**SET EXERCISE**
Copy the rows from the line with "For the evaluation set, point out every instance of the sky" up to and including the line with "point(15, 271)", renaming "railroad track" to "train track" everywhere it appears and leaving all else unchanged.

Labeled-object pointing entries
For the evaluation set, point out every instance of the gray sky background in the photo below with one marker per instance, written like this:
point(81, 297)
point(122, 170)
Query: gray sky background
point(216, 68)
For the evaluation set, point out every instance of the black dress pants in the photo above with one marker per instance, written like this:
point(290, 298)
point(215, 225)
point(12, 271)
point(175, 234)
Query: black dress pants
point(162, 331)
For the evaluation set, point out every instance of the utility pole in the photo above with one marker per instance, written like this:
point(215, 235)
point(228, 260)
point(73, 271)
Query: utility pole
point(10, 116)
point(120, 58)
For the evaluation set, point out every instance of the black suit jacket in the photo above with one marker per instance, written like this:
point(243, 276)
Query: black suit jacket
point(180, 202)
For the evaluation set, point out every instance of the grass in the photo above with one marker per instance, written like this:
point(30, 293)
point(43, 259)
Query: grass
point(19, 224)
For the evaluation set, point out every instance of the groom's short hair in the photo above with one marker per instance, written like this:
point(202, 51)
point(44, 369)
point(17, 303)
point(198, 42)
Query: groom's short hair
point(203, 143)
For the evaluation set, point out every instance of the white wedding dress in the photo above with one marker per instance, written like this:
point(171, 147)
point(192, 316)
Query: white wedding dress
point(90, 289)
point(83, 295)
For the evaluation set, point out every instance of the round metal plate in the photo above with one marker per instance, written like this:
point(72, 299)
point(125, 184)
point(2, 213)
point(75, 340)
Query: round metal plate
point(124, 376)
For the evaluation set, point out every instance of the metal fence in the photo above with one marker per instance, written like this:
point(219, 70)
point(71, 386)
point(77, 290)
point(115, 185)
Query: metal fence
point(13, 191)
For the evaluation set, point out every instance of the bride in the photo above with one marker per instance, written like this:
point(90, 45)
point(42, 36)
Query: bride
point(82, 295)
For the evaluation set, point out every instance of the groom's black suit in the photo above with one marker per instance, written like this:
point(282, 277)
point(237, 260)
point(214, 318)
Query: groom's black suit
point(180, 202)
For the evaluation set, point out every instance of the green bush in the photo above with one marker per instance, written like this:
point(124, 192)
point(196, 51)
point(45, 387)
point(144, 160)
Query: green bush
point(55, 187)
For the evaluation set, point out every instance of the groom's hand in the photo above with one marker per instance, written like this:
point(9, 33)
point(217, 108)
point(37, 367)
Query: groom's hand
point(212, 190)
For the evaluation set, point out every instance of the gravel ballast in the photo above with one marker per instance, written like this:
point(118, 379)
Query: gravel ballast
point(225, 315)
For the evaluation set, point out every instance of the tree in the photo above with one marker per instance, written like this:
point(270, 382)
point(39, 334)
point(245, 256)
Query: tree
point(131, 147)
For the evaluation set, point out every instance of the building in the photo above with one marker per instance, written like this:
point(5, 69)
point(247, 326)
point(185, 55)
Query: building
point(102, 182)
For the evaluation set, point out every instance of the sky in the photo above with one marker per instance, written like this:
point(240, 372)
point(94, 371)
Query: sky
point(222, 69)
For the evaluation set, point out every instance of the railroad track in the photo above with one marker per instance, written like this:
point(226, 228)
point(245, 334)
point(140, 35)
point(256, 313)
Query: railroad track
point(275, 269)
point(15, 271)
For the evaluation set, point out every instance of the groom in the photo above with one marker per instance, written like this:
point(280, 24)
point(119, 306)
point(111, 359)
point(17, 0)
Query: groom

**CORRECT RESULT**
For the evaluation set, point out every instance of the sky in the photo above with one marker per instance, written like this:
point(240, 372)
point(94, 371)
Query: sky
point(222, 69)
For the evaluation set, point out every instance of the train track in the photo above with one marker per instance, written like this:
point(226, 228)
point(245, 334)
point(140, 35)
point(256, 313)
Query: train track
point(275, 269)
point(15, 271)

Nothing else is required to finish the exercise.